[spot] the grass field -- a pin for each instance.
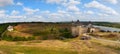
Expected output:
(73, 46)
(31, 50)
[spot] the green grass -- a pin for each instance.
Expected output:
(32, 50)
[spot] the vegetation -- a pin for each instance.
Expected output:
(16, 38)
(32, 50)
(108, 24)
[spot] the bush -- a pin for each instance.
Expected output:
(65, 33)
(16, 38)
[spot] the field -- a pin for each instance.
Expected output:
(70, 46)
(47, 43)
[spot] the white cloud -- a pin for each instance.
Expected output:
(2, 13)
(56, 1)
(102, 15)
(90, 12)
(112, 1)
(72, 8)
(30, 11)
(15, 16)
(19, 3)
(14, 12)
(6, 2)
(95, 4)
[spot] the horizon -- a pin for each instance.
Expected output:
(59, 10)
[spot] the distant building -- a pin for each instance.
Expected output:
(10, 28)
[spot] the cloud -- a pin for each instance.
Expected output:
(14, 12)
(6, 2)
(95, 4)
(2, 13)
(30, 11)
(112, 1)
(16, 16)
(19, 3)
(90, 12)
(56, 1)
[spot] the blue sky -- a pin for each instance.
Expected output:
(59, 10)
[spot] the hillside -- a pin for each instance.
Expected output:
(39, 31)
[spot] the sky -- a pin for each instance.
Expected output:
(59, 10)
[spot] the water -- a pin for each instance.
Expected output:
(111, 29)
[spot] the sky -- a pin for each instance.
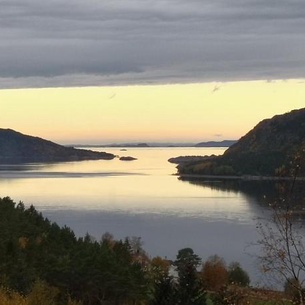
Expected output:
(148, 70)
(162, 113)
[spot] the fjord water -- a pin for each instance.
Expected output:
(142, 198)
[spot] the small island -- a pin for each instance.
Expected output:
(271, 150)
(128, 158)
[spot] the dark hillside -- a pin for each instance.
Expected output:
(272, 148)
(16, 147)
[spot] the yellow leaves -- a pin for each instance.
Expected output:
(23, 242)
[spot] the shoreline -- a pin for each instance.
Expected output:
(241, 178)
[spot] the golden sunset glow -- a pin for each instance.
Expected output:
(164, 113)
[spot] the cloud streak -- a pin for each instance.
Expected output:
(80, 43)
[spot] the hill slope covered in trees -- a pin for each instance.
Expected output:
(272, 148)
(16, 147)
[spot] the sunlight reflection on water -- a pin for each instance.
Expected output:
(140, 198)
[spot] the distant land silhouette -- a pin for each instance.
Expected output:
(16, 147)
(224, 143)
(275, 147)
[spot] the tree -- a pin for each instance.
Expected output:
(237, 275)
(214, 273)
(281, 238)
(163, 288)
(190, 291)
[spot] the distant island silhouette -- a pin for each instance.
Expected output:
(273, 148)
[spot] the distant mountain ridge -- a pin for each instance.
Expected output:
(224, 143)
(274, 147)
(16, 147)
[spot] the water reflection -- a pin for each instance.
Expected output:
(264, 192)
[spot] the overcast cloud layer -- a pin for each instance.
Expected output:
(113, 42)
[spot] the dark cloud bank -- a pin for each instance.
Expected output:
(79, 43)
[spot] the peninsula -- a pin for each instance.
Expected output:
(273, 148)
(16, 147)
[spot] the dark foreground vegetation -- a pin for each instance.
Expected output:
(43, 264)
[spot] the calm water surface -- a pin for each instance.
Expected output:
(142, 198)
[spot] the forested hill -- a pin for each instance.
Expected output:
(16, 147)
(274, 147)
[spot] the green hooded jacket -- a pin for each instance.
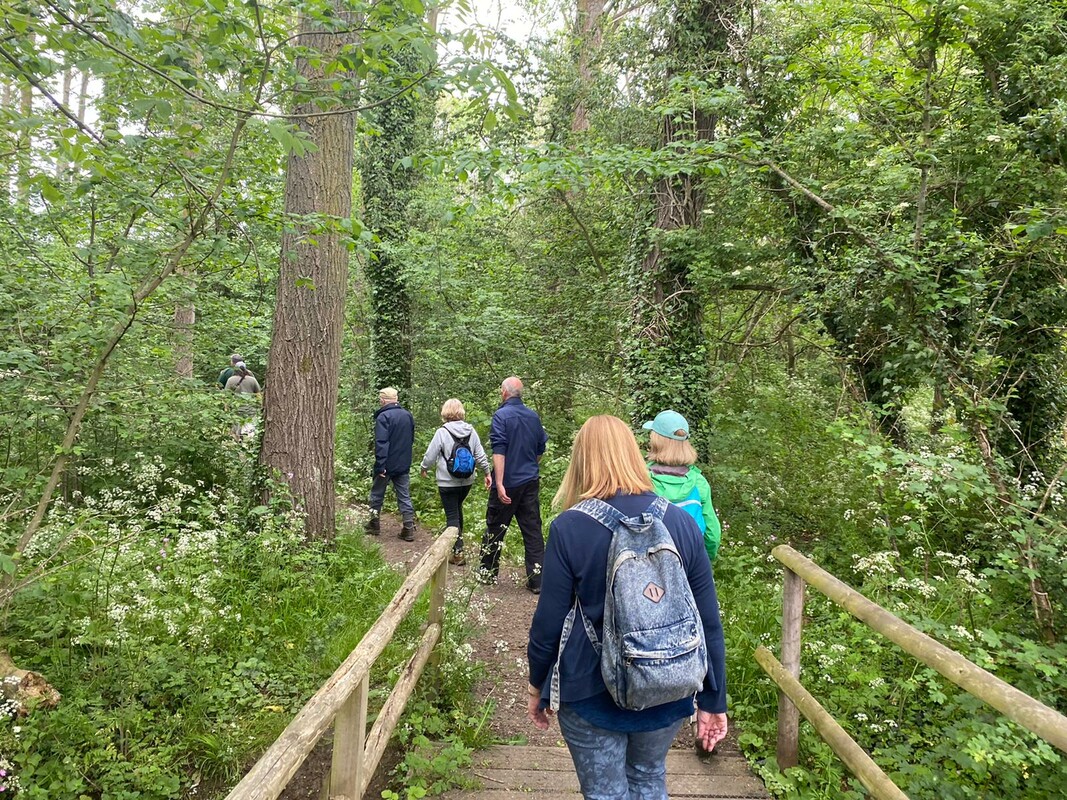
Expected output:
(679, 488)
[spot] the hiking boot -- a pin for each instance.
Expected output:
(699, 746)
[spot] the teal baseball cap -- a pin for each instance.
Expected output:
(668, 424)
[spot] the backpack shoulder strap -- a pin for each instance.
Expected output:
(554, 698)
(657, 508)
(606, 514)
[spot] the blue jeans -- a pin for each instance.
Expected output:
(401, 484)
(618, 766)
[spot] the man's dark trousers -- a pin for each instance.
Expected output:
(525, 508)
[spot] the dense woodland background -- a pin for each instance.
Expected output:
(832, 233)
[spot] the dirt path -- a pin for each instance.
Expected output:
(500, 619)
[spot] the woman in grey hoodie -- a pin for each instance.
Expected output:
(445, 446)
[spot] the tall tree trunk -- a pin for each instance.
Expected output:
(82, 95)
(386, 191)
(667, 361)
(6, 96)
(185, 322)
(590, 37)
(61, 164)
(25, 139)
(304, 358)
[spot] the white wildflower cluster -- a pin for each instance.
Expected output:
(876, 563)
(962, 633)
(9, 705)
(916, 585)
(1034, 486)
(9, 781)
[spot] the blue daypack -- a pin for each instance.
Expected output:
(460, 464)
(653, 650)
(694, 508)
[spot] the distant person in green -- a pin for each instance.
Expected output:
(228, 371)
(675, 477)
(242, 381)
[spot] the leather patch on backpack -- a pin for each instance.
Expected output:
(653, 592)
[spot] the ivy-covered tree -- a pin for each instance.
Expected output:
(667, 355)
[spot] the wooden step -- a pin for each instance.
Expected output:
(547, 772)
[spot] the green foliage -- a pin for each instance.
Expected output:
(185, 646)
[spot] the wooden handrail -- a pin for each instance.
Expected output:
(344, 696)
(1016, 705)
(855, 757)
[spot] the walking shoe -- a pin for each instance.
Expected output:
(699, 746)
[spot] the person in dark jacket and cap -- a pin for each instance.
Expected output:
(394, 438)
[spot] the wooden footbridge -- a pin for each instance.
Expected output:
(546, 772)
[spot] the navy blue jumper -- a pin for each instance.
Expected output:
(576, 563)
(394, 438)
(516, 433)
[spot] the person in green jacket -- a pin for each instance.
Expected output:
(675, 478)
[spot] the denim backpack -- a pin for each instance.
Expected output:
(653, 650)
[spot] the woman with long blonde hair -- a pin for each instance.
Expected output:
(618, 753)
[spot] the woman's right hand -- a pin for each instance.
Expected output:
(538, 716)
(711, 729)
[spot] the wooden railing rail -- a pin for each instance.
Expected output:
(343, 699)
(793, 699)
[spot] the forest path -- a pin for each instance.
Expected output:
(532, 762)
(537, 763)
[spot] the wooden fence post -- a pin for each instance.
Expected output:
(789, 717)
(438, 586)
(350, 737)
(436, 617)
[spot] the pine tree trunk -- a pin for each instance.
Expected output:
(304, 358)
(6, 95)
(185, 323)
(25, 139)
(61, 164)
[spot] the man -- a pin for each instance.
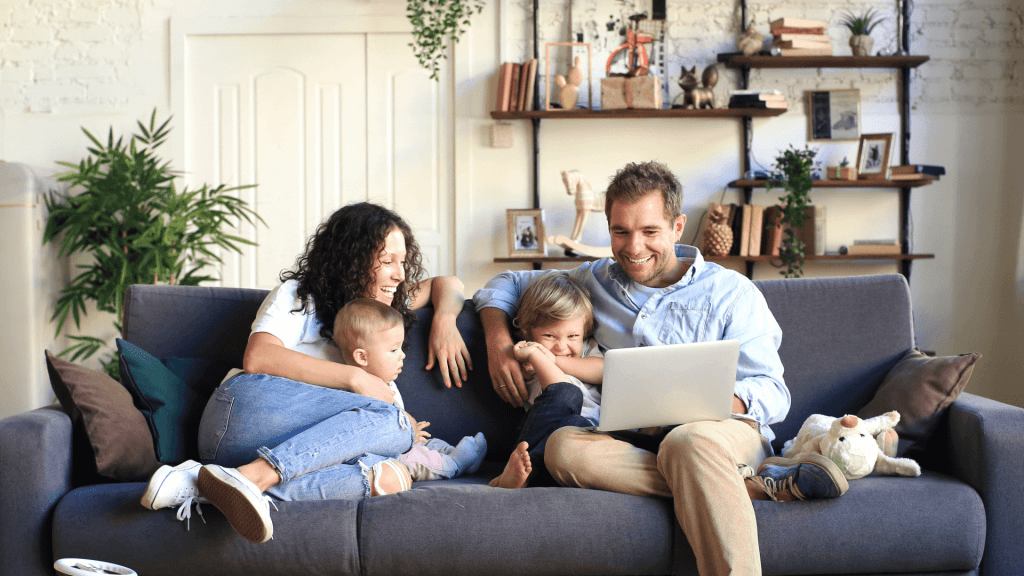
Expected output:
(655, 292)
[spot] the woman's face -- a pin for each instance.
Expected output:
(390, 270)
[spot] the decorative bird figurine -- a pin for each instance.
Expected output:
(751, 41)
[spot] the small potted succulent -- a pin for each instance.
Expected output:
(860, 29)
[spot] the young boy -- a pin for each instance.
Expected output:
(370, 334)
(563, 362)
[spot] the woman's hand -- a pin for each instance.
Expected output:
(449, 350)
(368, 384)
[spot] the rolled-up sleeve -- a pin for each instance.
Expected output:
(759, 377)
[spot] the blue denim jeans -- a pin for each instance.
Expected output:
(321, 441)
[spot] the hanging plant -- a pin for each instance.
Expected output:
(136, 227)
(434, 23)
(793, 173)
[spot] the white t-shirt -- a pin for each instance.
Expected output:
(591, 393)
(298, 330)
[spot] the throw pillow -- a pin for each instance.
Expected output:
(920, 387)
(121, 444)
(171, 394)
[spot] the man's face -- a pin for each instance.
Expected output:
(384, 354)
(643, 241)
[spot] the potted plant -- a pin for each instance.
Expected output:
(136, 227)
(434, 23)
(793, 173)
(860, 28)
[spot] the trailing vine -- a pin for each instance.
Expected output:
(434, 23)
(793, 173)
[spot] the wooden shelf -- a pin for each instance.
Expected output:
(843, 183)
(810, 257)
(581, 113)
(732, 60)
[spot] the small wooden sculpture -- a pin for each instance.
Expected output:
(568, 86)
(751, 41)
(718, 235)
(586, 200)
(693, 95)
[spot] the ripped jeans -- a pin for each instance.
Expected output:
(321, 441)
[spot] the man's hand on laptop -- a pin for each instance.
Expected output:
(737, 406)
(506, 375)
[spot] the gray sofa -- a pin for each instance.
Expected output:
(965, 515)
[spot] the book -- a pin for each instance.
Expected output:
(798, 30)
(873, 249)
(802, 44)
(744, 230)
(763, 104)
(530, 83)
(757, 97)
(786, 37)
(919, 169)
(523, 75)
(504, 83)
(514, 87)
(772, 235)
(757, 225)
(806, 51)
(797, 23)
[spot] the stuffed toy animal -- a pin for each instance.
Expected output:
(858, 447)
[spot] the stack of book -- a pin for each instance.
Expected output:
(757, 232)
(516, 84)
(916, 172)
(801, 37)
(758, 98)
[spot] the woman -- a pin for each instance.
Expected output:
(316, 427)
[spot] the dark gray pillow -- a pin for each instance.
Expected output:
(920, 387)
(118, 434)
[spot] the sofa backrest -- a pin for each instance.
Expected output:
(840, 338)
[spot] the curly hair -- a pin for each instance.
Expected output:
(638, 179)
(340, 257)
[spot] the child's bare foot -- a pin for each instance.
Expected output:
(516, 470)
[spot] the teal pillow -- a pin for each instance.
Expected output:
(171, 394)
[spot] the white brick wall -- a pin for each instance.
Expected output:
(67, 55)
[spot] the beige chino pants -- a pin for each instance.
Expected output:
(701, 465)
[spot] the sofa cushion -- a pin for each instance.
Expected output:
(102, 409)
(171, 394)
(920, 387)
(883, 525)
(105, 522)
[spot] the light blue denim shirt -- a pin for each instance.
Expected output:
(710, 302)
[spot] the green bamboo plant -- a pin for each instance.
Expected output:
(793, 173)
(136, 227)
(434, 23)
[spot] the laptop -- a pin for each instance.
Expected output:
(668, 384)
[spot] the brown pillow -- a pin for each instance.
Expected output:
(120, 438)
(920, 387)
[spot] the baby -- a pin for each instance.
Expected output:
(370, 334)
(562, 361)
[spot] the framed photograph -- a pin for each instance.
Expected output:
(525, 233)
(872, 156)
(835, 115)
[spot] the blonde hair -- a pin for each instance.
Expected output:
(358, 320)
(636, 180)
(551, 298)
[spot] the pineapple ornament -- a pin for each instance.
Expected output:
(718, 235)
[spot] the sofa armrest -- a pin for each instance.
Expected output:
(986, 451)
(35, 474)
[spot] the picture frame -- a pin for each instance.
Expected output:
(525, 233)
(835, 115)
(547, 74)
(873, 155)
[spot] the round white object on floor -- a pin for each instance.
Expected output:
(80, 567)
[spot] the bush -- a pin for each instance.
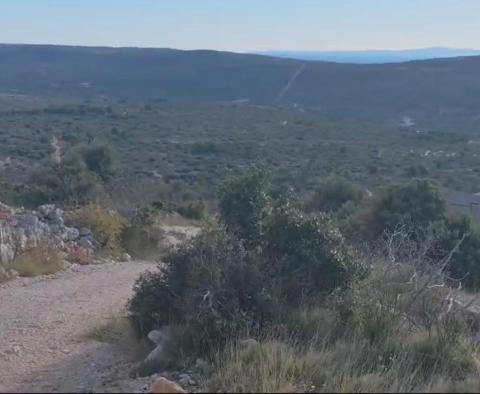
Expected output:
(193, 210)
(306, 254)
(106, 226)
(334, 194)
(209, 286)
(243, 204)
(42, 259)
(101, 161)
(461, 235)
(219, 286)
(68, 182)
(389, 345)
(417, 203)
(143, 236)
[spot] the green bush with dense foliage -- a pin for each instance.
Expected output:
(417, 203)
(224, 283)
(106, 225)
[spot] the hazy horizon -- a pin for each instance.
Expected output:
(247, 26)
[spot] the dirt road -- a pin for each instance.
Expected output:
(43, 323)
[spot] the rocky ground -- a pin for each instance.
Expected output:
(43, 322)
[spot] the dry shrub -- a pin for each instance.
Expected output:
(41, 259)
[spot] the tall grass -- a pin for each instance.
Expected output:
(383, 344)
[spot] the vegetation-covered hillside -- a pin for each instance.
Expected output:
(440, 92)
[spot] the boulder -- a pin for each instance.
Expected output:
(85, 232)
(125, 257)
(163, 385)
(21, 229)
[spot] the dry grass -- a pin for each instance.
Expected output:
(388, 342)
(42, 259)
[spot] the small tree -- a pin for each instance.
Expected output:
(334, 194)
(101, 161)
(244, 202)
(417, 202)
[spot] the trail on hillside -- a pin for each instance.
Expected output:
(289, 84)
(43, 322)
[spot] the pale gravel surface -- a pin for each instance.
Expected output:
(43, 322)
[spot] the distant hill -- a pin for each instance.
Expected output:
(374, 56)
(434, 93)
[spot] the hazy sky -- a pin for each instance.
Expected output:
(244, 25)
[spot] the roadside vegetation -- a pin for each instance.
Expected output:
(41, 259)
(278, 299)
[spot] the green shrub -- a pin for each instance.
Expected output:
(417, 203)
(461, 236)
(143, 236)
(68, 182)
(42, 259)
(209, 286)
(101, 161)
(243, 204)
(306, 253)
(334, 194)
(106, 226)
(193, 210)
(218, 287)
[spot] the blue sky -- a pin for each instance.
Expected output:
(244, 25)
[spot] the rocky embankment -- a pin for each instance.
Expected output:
(21, 229)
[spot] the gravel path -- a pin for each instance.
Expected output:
(43, 322)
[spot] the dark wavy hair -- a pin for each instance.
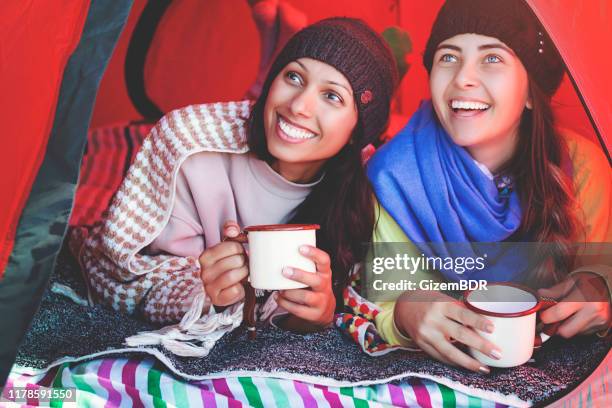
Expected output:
(542, 169)
(342, 202)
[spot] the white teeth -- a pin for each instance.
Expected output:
(294, 132)
(468, 105)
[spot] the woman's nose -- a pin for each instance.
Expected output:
(467, 76)
(303, 103)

----

## [What this task involves]
Please copy the data unchanged, starting at the line that contains "[spot] the woman's nose" and stopping after the last line of the data.

## [Solution to this exercise]
[spot] the woman's nose -- a pin for each instance.
Expected output:
(467, 76)
(303, 103)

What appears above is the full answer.